◆ Exercise
Please copy every line of the records below word for word, and leave the pictures out of your answer.

## START

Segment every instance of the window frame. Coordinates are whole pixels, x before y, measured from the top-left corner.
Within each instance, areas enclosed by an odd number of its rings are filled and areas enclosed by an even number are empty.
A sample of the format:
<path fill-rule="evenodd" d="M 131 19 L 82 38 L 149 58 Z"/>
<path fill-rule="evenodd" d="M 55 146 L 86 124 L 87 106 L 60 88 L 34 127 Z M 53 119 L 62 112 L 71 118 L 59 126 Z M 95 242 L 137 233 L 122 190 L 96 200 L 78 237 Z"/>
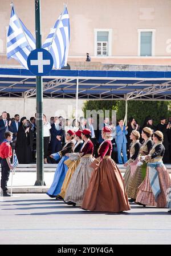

## END

◆ Task solution
Segment every instance of the window frame. Coordinates are whole pixels, x before y, measured from the top-left corner.
Within each instance, areas enclosed by an odd number of its rings are filled and areas enclosed by an even number are empty.
A sample of the format:
<path fill-rule="evenodd" d="M 131 19 L 82 38 L 149 58 Z"/>
<path fill-rule="evenodd" d="M 55 146 L 86 124 L 87 106 L 60 88 L 34 127 Z M 53 119 L 62 112 L 71 118 L 59 126 Z M 95 242 L 137 233 L 122 190 L 96 200 L 78 237 Z"/>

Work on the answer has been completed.